O palco e o mundo


Eu, Pádua Fernandes, dei o título de meu primeiro livro a este blogue porque bem representa os temas sobre que pretendo escrever: assuntos da ordem do palco e da ordem do mundo, bem como aqueles que abrem as fronteiras e instauram a desordem entre os dois campos.
Como escreveu Murilo Mendes, de um lado temos "as ruas gritando de luzes e movimentos" e, de outro, "as colunas da ordem e da desordem"; próximas, sempre.

sexta-feira, 25 de setembro de 2020

Bernardo Kucinski, em 25/09, nos Encontros Literatura e Ditadura do PPG do Instituto de Letras e Artes-FURG (Desarquivando o Brasil CLXXII)


Dia 25 de agosto de 2020, às 18 horas, ocorrerá mais um debate dos Encontros Literatura e Ditadura que o Programa de Pós-Graduação em Letras da Universidade Federal do Rio Grande (FURG), com coordenação da professora Luciana Coronel.
Desta vez, Bernardo Kucinski, que lançou o romance Júlia: Nos campos conflagrados do Senhor pela editora Alameda neste ano, falará. Deverei também participar evento.
Como se sabe, Kucinski, teve importante atuação no período da ditadura na imprensa alternativa, em veículos como Movimento e Em Tempo. Depois de suas obras sobre jornalismo, estreou depois dos 70 anos na literatura com o romance K., que é inspirado no sequestro e desaparecimento forçado em 1974 de sua irmã, Ana Rosa Kucinski, e do marido dela, Wilson Silva, ambos militantes da Ação Libertadora Nacional (ALN). Os dois estão no anexo da Lei 9140 de 1995 na lista de desaparecidos políticos reconhecidos pelo Estado.
O livro foi um grande sucesso no Brasil e no exterior e representou uma forma de intervenção cultural no processo de produção social da justiça de transição no Brasil, especialmente no tocante às reivindicações de memória, verdade e justiça para os desaparecidos políticos.

(Registros de uma fonte de dados)

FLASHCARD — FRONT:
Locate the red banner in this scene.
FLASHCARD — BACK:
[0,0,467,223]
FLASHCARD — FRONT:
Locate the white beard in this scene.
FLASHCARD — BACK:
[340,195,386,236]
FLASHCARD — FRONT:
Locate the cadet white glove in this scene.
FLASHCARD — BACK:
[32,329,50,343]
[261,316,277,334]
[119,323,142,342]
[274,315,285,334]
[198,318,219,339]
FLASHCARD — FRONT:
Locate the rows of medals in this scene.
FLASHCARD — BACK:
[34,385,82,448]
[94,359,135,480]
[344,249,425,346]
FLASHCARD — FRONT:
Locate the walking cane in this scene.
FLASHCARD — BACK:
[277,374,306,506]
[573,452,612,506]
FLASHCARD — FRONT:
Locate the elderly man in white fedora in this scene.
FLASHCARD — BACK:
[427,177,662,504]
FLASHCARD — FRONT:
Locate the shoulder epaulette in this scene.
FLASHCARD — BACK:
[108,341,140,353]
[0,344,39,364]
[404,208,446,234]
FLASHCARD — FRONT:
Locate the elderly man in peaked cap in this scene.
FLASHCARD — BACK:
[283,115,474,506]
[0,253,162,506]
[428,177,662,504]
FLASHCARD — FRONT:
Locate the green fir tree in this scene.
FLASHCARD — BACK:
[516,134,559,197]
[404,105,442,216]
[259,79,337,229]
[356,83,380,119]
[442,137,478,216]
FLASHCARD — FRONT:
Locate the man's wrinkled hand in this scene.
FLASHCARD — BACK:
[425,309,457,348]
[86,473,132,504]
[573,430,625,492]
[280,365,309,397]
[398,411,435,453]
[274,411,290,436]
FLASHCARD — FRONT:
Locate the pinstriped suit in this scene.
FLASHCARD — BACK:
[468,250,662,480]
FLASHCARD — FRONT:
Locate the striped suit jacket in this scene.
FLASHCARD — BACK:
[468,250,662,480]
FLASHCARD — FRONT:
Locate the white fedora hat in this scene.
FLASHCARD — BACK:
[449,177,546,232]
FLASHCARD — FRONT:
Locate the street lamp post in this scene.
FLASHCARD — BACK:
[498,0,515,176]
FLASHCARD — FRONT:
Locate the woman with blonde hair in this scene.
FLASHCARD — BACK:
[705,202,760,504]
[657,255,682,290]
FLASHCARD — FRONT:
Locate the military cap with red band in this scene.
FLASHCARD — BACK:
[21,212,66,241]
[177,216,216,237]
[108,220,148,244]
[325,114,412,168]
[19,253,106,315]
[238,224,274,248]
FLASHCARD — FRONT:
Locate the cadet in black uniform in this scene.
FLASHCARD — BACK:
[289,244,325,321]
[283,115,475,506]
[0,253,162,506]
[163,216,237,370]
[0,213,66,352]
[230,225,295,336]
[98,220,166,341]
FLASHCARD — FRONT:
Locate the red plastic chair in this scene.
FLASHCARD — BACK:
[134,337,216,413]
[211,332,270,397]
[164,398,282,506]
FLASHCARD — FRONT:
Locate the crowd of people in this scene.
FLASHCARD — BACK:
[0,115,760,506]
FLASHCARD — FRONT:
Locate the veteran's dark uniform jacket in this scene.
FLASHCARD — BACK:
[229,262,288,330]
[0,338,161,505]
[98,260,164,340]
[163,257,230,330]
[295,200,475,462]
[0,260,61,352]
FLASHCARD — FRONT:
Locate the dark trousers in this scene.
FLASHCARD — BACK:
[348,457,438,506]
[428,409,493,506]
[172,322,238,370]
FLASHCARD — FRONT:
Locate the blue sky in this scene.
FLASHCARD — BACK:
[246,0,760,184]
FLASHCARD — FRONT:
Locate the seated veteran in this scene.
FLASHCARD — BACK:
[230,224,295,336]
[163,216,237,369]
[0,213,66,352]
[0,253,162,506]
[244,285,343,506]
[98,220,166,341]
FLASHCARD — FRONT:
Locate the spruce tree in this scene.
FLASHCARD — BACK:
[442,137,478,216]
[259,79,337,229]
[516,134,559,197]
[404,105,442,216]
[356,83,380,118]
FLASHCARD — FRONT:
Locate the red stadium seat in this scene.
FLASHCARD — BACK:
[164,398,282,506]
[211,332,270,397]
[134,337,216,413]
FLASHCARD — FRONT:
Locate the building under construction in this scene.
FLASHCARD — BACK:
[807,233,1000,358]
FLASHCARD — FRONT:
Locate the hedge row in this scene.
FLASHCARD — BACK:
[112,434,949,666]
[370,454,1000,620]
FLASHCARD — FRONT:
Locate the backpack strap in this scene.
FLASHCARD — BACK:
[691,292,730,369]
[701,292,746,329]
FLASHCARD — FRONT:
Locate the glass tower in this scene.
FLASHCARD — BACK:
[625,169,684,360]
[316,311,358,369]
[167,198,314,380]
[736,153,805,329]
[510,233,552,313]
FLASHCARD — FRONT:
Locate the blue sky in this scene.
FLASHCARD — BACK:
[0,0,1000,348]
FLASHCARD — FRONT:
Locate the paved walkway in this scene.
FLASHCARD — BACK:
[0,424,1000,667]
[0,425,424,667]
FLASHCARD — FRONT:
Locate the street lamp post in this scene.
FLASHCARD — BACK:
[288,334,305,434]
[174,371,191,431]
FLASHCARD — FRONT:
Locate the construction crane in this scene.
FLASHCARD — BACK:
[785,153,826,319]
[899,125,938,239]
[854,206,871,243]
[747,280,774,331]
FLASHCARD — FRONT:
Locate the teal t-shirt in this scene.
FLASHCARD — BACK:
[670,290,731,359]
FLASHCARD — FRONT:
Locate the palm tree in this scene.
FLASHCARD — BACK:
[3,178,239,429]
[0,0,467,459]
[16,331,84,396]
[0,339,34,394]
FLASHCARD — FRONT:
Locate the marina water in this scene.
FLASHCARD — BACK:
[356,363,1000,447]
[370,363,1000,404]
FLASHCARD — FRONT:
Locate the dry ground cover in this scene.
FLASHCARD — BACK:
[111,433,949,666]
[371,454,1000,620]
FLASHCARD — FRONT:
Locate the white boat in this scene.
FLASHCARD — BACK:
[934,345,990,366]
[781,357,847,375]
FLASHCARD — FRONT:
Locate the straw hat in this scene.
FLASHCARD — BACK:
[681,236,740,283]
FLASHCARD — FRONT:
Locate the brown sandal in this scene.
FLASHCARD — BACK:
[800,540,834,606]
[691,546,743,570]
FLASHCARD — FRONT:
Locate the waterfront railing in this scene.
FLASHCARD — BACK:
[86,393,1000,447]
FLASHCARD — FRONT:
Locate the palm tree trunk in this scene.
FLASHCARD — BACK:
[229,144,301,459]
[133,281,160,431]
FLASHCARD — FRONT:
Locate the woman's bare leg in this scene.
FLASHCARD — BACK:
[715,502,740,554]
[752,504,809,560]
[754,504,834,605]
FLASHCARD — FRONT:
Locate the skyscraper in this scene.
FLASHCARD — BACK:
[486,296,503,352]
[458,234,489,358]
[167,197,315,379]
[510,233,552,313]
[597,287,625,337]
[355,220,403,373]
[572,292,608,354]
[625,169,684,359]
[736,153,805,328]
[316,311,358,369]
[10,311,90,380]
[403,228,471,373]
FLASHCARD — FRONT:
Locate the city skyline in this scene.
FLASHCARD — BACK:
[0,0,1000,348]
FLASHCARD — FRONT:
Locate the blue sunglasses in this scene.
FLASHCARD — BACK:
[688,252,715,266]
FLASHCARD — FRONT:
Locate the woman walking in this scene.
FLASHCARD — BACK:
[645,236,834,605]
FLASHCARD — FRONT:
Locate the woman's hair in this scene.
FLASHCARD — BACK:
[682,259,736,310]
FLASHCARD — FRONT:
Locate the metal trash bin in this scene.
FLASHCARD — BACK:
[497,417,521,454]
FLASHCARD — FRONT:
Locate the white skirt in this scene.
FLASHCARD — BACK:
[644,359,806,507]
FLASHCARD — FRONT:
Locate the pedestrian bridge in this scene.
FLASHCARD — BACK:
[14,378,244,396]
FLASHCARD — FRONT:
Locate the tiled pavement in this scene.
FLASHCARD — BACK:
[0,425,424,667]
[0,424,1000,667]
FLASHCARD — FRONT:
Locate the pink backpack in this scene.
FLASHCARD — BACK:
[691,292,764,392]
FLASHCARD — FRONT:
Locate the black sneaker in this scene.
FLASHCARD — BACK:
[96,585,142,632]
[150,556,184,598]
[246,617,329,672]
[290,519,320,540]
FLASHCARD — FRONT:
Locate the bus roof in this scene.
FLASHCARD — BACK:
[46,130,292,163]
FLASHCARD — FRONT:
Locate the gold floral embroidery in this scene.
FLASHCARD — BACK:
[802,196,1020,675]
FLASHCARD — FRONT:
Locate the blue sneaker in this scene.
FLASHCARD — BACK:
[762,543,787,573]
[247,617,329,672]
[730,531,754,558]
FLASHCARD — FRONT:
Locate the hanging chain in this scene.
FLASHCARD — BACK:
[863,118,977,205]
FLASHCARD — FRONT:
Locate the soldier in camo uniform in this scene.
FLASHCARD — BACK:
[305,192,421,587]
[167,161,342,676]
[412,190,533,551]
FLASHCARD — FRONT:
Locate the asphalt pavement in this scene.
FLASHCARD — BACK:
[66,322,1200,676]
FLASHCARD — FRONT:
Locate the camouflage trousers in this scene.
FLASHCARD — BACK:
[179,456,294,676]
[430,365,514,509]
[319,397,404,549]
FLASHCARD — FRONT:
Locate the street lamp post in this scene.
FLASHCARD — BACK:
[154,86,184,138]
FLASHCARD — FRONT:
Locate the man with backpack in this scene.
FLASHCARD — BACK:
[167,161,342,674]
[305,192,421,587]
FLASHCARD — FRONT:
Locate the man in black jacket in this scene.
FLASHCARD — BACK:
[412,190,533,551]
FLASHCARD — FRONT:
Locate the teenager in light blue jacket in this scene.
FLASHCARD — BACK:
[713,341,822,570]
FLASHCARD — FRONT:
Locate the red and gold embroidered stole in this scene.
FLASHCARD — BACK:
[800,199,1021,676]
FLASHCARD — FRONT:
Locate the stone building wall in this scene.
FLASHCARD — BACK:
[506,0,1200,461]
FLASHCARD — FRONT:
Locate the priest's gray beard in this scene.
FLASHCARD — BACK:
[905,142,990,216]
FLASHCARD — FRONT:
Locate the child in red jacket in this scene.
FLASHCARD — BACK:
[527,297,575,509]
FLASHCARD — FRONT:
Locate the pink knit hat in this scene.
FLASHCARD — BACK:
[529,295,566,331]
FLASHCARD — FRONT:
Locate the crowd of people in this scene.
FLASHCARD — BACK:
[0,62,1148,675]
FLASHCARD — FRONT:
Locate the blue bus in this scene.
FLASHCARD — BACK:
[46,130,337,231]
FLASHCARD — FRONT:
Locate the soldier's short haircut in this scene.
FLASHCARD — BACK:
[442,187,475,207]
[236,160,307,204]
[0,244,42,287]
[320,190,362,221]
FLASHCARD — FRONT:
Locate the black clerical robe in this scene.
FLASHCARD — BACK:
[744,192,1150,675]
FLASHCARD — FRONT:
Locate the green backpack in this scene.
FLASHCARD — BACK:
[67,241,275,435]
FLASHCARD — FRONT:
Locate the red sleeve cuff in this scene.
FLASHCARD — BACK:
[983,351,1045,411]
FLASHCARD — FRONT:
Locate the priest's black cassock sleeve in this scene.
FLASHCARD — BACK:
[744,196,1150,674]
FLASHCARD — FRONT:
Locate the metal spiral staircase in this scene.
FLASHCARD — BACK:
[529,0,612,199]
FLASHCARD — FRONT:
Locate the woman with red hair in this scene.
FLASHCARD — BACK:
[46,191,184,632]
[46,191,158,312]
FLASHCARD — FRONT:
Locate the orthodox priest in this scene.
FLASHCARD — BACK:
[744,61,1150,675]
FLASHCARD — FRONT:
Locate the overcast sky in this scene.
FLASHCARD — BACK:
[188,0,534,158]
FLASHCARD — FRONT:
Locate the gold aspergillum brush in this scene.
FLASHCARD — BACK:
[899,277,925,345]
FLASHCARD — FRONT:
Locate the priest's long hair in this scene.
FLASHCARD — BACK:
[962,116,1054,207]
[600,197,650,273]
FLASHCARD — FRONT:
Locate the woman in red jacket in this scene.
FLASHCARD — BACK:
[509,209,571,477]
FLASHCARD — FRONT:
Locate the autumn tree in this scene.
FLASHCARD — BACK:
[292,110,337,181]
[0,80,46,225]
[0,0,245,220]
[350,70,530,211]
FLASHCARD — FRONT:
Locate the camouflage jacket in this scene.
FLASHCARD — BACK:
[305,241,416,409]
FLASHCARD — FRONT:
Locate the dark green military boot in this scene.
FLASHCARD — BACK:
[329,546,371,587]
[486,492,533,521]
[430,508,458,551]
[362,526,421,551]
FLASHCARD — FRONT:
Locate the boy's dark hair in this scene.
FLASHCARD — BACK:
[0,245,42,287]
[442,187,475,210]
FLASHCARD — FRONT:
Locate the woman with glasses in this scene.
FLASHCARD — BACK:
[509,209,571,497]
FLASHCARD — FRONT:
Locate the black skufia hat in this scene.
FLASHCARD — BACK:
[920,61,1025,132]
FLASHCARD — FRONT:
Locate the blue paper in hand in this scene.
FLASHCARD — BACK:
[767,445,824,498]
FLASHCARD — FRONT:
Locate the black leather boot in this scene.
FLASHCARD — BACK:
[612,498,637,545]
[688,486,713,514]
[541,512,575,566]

▶ Exercício A: Edite o trecho do texto de leitura de "Como escreveu Murilo" até "o Brasil CLXXII)", trocando "Encontros" por "Debates".
▶ Exercício B: Reescreva as entradas, da primeira linha até a linha com "[344,249,425,346]", como uma lista JSON de strings, com uma string por linha e sem as linhas em branco.

▶ Resposta completa A:
Como escreveu Murilo Mendes, de um lado temos "as ruas gritando de luzes e movimentos" e, de outro, "as colunas da ordem e da desordem"; próximas, sempre.

sexta-feira, 25 de setembro de 2020

Bernardo Kucinski, em 25/09, nos Debates Literatura e Ditadura do PPG do Instituto de Letras e Artes-FURG (Desarquivando o Brasil CLXXII)

▶ Resposta completa B:
[
  "FLASHCARD — FRONT:",
  "Locate the red banner in this scene.",
  "FLASHCARD — BACK:",
  "[0,0,467,223]",
  "FLASHCARD — FRONT:",
  "Locate the white beard in this scene.",
  "FLASHCARD — BACK:",
  "[340,195,386,236]",
  "FLASHCARD — FRONT:",
  "Locate the cadet white glove in this scene.",
  "FLASHCARD — BACK:",
  "[32,329,50,343]",
  "[261,316,277,334]",
  "[119,323,142,342]",
  "[274,315,285,334]",
  "[198,318,219,339]",
  "FLASHCARD — FRONT:",
  "Locate the rows of medals in this scene.",
  "FLASHCARD — BACK:",
  "[34,385,82,448]",
  "[94,359,135,480]",
  "[344,249,425,346]"
]